-- TASK REQUIREMENTS --
1 > Return the part of the BitmapHeapScan email that starts at the words "I've been re-running" and ends after the words "in benchmark results.", copied word for word.
2 > Write the next part of the BitmapHeapScan benchmark email, starting right after its last sentence.

-- SELECTED EXTRACT --
◇ ◇ ◇ ◇ ◇ ◇ ◇

Re: BitmapHeapScan streaming read user and prelim refactoring

From: Tomas Vondra <tomas(at)vondra(dot)me>
To: Melanie Plageman <melanieplageman(at)gmail(dot)com>, Nazir Bilal Yavuz <byavuz81(at)gmail(dot)com>
Cc: Dilip Kumar <dilipbalaut(at)gmail(dot)com>, Heikki Linnakangas <hlinnaka(at)iki(dot)fi>, Thomas Munro <thomas(dot)munro(at)gmail(dot)com>, Andres Freund <andres(at)anarazel(dot)de>, Pg Hackers <pgsql-hackers(at)postgresql(dot)org>
Subject: Re: BitmapHeapScan streaming read user and prelim refactoring
Date: 2025-02-09 14:27:08
Message-ID: bc1d4ebc-3778-4836-ace5-e1daa7223d36@vondra.me
Views: Raw Message | Whole Thread | Download mbox | Resend email
Thread:
Lists: pgsql-hackers

On 1/30/25 21:36, Melanie Plageman wrote:
>
> ...
>
> Attached v28 is rebased and has a few updates/cleanup. All patches in
> the set need review and I need to do some benchmarking of v28-0003.
>
> - Melanie

Hi,

I've been re-running the benchmarks on v28 on Melanie's request. The
tests are still running, but here's what I have so far. The results are
pretty large, I've pushed them here:

https://github.com/tvondra/bitmapscan-tests

I've decommissioned the small "i5" machine and replaced it with a new
ryzen 9900x one. I kept the "old" storage (SSD SATA RAID), but other
than that it's much more capable. That might explain some of the
differences in benchmark results.

◇ ◇ ◇ ◇ ◇ ◇ ◇

-- RECORDED DATA --
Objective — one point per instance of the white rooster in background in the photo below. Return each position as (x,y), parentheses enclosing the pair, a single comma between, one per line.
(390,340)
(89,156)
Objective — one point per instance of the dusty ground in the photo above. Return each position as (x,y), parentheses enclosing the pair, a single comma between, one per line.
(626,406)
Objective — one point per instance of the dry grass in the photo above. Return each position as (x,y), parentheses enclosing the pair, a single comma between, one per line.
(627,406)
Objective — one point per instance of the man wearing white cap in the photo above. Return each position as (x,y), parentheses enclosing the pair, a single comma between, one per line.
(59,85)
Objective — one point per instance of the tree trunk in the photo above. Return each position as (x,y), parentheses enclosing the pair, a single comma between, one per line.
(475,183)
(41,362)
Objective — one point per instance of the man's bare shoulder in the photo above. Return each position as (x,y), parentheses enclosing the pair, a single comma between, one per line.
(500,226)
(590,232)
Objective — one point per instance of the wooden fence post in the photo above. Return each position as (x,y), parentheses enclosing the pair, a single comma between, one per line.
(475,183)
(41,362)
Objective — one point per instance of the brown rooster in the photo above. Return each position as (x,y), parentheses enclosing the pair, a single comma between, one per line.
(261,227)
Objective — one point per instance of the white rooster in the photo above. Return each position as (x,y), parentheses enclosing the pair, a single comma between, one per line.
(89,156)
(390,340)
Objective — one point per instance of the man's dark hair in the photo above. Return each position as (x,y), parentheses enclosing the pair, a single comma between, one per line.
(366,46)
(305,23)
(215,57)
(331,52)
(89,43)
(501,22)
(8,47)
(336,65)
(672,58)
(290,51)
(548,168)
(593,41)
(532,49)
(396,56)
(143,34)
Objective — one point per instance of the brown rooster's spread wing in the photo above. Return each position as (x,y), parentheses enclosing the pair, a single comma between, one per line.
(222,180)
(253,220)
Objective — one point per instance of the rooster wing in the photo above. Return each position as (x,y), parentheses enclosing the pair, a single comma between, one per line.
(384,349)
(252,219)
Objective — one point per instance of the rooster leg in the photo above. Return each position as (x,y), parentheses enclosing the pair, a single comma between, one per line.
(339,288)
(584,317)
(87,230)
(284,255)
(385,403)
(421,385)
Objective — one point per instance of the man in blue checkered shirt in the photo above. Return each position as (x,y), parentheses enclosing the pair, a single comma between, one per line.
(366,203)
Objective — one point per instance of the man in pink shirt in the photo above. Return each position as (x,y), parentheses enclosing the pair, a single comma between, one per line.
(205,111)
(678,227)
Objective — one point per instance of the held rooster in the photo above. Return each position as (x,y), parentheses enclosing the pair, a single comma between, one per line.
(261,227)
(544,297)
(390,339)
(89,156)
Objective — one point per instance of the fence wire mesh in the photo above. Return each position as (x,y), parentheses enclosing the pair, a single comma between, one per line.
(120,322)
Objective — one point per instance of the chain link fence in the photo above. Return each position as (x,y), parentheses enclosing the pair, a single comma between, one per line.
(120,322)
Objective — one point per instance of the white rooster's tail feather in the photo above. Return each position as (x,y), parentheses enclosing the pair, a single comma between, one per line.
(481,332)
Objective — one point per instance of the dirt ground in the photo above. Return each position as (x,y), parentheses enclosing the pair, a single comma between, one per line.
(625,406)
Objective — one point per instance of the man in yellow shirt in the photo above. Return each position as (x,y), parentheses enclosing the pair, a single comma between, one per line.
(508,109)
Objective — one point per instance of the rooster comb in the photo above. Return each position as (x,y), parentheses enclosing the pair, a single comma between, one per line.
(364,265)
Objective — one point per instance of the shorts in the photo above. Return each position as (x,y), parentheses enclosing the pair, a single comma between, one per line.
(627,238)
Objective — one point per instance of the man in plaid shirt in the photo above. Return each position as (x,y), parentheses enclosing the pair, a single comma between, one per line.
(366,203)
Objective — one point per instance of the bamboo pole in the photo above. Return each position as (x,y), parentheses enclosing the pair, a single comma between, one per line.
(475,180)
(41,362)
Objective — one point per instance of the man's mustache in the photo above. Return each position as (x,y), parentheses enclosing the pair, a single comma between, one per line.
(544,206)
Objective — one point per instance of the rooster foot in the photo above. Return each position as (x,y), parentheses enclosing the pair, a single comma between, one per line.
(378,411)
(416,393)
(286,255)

◇ ◇ ◇ ◇ ◇ ◇ ◇

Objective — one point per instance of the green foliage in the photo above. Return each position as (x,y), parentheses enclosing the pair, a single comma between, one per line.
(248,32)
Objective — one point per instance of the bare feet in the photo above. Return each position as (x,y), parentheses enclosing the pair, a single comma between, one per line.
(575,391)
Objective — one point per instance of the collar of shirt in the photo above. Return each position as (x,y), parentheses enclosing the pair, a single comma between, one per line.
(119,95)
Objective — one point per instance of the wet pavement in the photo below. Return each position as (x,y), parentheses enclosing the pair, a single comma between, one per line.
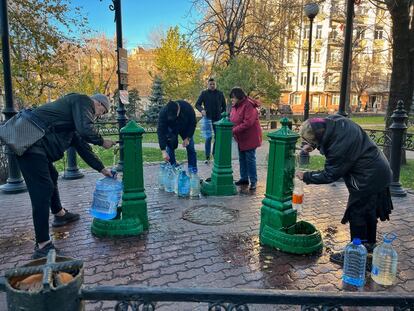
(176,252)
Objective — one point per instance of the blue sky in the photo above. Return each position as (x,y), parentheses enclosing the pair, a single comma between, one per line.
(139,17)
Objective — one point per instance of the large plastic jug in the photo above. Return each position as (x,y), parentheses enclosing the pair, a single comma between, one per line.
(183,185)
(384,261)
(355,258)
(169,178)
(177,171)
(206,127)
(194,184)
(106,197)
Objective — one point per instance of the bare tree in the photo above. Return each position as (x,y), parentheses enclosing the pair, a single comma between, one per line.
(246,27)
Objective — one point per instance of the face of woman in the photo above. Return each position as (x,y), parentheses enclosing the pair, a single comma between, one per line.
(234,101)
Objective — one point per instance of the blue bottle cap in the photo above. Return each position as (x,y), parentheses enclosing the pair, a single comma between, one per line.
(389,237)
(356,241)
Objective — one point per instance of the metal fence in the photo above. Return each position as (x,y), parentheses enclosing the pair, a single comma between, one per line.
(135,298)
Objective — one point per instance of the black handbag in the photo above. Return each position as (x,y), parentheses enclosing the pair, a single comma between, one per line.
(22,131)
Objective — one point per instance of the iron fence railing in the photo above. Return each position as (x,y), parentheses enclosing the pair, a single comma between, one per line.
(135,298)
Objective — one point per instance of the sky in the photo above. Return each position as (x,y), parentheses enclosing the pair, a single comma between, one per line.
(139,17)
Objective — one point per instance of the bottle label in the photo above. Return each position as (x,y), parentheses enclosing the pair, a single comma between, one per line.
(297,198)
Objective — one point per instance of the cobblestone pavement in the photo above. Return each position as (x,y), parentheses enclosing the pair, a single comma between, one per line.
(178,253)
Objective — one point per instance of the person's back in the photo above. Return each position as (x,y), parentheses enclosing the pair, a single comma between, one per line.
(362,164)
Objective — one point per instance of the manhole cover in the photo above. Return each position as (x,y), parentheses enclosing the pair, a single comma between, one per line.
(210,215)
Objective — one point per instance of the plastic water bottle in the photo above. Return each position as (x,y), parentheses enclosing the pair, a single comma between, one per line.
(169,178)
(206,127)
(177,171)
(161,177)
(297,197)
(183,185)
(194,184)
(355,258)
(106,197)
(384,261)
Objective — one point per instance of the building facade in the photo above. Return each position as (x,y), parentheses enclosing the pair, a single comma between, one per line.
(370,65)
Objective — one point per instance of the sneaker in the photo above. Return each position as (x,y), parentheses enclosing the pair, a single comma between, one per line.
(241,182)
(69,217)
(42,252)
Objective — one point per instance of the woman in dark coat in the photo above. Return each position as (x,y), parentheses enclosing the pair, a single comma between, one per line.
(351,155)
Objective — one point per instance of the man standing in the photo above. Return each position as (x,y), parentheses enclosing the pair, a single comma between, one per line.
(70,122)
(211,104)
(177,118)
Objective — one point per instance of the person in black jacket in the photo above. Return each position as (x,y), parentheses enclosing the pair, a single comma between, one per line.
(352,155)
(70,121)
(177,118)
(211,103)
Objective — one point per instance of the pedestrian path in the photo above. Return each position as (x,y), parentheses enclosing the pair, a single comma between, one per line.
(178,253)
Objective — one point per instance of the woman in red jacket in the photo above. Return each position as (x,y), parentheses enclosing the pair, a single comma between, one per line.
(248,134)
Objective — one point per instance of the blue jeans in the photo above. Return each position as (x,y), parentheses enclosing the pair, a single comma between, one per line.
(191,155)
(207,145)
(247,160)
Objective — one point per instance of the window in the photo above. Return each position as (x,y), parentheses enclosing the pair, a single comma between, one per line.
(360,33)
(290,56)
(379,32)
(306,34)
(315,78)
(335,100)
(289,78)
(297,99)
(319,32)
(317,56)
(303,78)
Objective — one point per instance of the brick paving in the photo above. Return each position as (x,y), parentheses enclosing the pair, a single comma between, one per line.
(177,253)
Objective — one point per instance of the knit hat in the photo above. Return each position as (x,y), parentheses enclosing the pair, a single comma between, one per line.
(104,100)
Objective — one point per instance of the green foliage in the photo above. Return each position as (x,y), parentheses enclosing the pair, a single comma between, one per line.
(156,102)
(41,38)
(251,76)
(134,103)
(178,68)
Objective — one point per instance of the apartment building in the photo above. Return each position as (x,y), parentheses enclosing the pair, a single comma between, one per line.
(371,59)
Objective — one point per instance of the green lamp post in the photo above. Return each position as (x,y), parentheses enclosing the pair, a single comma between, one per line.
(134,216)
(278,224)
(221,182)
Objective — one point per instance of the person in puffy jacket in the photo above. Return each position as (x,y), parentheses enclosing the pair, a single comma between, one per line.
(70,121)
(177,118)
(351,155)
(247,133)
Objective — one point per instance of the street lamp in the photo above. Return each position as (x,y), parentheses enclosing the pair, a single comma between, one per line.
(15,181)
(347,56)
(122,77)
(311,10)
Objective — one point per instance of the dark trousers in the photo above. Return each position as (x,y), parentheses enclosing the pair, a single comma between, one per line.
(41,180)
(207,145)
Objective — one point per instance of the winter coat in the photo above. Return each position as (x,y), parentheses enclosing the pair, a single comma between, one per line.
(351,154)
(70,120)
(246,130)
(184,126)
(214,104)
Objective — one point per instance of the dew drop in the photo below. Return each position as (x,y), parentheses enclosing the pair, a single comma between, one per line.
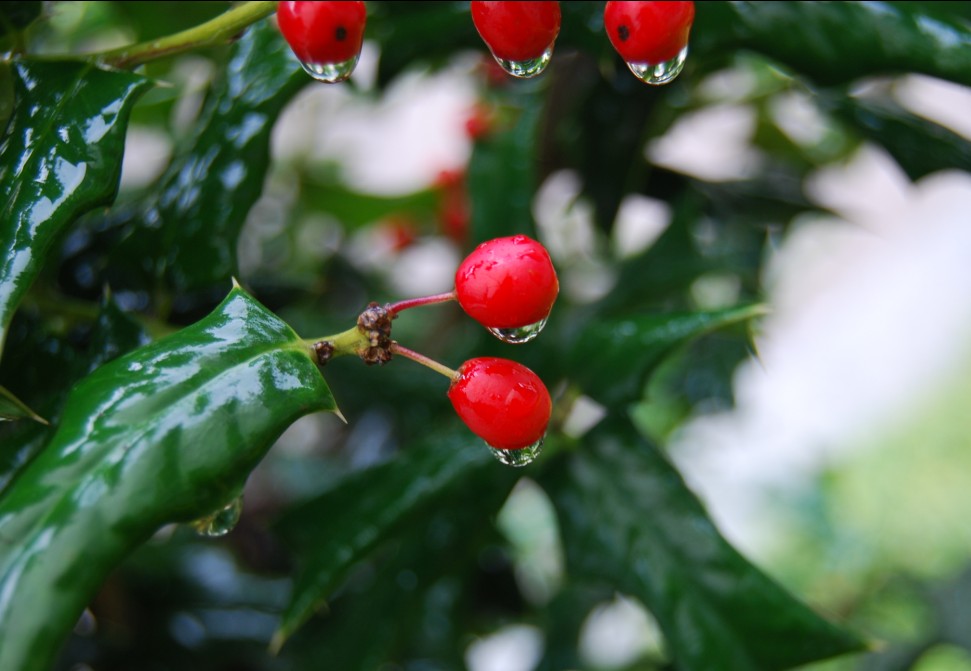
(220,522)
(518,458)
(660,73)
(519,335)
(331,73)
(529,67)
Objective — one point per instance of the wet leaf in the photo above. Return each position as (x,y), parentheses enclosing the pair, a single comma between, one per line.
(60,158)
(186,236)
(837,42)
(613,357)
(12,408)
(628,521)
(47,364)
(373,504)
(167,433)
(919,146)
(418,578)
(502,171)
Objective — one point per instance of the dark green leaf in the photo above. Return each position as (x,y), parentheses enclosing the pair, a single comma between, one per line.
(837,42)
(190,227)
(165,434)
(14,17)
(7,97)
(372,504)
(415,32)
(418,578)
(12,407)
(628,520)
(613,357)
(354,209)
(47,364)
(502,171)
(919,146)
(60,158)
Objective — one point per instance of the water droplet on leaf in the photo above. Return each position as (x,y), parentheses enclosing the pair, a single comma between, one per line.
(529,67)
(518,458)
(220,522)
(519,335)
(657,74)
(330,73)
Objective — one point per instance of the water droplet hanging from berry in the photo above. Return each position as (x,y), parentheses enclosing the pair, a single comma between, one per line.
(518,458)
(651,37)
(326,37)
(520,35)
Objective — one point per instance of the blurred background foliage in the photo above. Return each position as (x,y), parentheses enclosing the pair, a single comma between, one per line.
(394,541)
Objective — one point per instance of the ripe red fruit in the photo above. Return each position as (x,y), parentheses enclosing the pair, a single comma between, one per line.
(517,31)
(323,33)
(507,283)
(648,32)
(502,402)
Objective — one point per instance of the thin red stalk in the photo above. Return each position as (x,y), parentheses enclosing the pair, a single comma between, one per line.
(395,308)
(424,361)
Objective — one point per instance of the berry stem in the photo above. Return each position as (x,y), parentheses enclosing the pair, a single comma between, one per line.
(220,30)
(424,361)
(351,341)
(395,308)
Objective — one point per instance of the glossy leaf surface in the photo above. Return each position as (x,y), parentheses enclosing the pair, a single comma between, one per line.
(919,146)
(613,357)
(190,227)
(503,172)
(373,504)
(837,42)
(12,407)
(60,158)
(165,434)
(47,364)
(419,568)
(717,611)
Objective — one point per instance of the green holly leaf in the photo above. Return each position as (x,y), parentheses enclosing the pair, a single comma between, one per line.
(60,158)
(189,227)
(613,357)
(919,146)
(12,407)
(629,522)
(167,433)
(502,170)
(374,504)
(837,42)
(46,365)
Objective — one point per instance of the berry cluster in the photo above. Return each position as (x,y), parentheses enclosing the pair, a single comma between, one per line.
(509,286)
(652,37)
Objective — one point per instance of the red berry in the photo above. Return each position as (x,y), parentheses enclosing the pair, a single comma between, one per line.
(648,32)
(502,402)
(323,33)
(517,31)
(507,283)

◇ ◇ ◇ ◇ ◇ ◇ ◇

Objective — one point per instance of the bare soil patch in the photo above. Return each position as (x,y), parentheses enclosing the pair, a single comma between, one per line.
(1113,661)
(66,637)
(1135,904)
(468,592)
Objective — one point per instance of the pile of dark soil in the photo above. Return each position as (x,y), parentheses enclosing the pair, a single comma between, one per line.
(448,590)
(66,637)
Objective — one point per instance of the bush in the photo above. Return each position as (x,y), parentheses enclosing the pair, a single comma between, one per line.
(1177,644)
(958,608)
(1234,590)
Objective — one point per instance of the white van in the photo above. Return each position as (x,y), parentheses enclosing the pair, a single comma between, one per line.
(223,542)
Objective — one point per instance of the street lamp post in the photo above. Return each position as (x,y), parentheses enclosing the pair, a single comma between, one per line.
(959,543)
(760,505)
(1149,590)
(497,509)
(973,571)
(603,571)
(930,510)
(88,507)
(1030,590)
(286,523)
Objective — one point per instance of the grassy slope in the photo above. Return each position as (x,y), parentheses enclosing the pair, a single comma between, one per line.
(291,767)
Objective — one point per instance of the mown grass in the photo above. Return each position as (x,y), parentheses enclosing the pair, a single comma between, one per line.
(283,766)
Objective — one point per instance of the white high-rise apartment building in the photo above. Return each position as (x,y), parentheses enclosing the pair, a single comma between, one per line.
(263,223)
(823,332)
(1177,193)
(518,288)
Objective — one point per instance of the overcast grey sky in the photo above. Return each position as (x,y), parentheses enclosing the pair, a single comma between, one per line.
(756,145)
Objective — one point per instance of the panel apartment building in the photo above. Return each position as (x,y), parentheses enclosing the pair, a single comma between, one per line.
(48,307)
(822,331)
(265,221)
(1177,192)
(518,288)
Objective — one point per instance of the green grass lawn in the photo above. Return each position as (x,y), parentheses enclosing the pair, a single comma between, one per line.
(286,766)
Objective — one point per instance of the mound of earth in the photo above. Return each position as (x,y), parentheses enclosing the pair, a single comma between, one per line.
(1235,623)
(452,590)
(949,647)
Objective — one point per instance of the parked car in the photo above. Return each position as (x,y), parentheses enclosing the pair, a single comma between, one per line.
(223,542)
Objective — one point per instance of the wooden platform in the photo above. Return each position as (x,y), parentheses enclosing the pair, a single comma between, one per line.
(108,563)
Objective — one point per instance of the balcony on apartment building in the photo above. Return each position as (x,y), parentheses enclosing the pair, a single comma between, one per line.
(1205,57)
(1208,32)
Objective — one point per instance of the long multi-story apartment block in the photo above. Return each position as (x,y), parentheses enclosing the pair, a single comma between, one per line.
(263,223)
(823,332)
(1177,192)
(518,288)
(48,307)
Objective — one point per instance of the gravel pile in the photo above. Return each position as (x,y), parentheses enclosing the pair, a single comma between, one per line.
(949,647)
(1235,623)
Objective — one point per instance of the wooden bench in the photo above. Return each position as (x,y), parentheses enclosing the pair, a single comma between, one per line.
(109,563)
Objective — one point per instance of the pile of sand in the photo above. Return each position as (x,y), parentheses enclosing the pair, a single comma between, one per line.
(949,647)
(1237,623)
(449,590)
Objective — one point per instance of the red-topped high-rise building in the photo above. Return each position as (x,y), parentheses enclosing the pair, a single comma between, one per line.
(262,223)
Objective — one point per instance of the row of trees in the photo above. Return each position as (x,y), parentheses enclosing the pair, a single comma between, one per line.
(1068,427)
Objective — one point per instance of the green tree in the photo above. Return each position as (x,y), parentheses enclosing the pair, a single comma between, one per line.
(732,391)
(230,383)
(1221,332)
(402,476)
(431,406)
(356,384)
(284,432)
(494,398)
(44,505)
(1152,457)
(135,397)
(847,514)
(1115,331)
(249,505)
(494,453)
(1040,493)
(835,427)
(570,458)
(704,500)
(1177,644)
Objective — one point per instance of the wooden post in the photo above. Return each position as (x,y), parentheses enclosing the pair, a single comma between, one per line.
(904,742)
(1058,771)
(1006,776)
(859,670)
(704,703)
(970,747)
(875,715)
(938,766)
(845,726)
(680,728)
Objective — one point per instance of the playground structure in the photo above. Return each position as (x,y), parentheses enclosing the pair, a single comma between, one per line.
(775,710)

◇ ◇ ◇ ◇ ◇ ◇ ◇

-- TASK-BY-TASK ANSWERS --
1 >
I've been re-running the benchmarks on v28 on Melanie's request. The
tests are still running, but here's what I have so far. The results are
pretty large, I've pushed them here:

https://github.com/tvondra/bitmapscan-tests

I've decommissioned the small "i5" machine and replaced it with a new
ryzen 9900x one. I kept the "old" storage (SSD SATA RAID), but other
than that it's much more capable. That might explain some of the
differences in benchmark results.

2 >
So now I have these two machines:

xeon: 2x E5-2699v4
- nvme: WD Ultrastar DC SN640 960GB

ryzen: Ryzen 9 9900X
- data: Samsung SSD 990 PRO 1TB (NVME)
- raid-nvme: 4x Samsung SSD 990 PRO 1TB (RAID0, NVME)
- raid-sata: 4x Intel DC S3700 (RAID0)

See the PDFs for the usual "colored pivot table" visualization, or the
raw CSV files. The pivot table shows results for various combinations of
parameters, the columns are for different patches and values of the
effective_io_concurrency GUC.

The columns on the right compare results to the previous patch, i.e. it
shows how the query duration changes after applying the patch.

I didn't have time to do a particularly detailed analysis yet, or try to
investigate the regressions. But some basic observations.

1) xeon
-------

This machine only has a single type of storage (NVMe SSD), and the
results looks really good. Most of the chart is "green" i.e. the patch
makes queries faster, and the regressions are random, for the very short
queries, and it seems random / no pattern. Which means this is likely
random noise, nothing to worry about.

There's one minor issue that I failed to test the 0004 patch due to a
bug in the script, so the PDF only compares master, 0001, 0002 and 0003.
But that should not matter too much, because 0003 is the main change.

There are "gaps" for tests on the 100M data set that are still running,
but I think I'll abort those, it'd take many days to complete and it
doesn't seem we'd learn very much.

2) ryzen
--------

This "new" machine has multiple types of storage. The cached results (be
it in shared buffers or in page cache) are not very interesting. 0003
helps a bit (~15%), but other than that it's just random noise.

The "uncached" results starting on page 23 are much more interesting. In
general 0001, 0002 and 0004 have little impact, it seems just random
noise. So in the rest I'll focus on 0003.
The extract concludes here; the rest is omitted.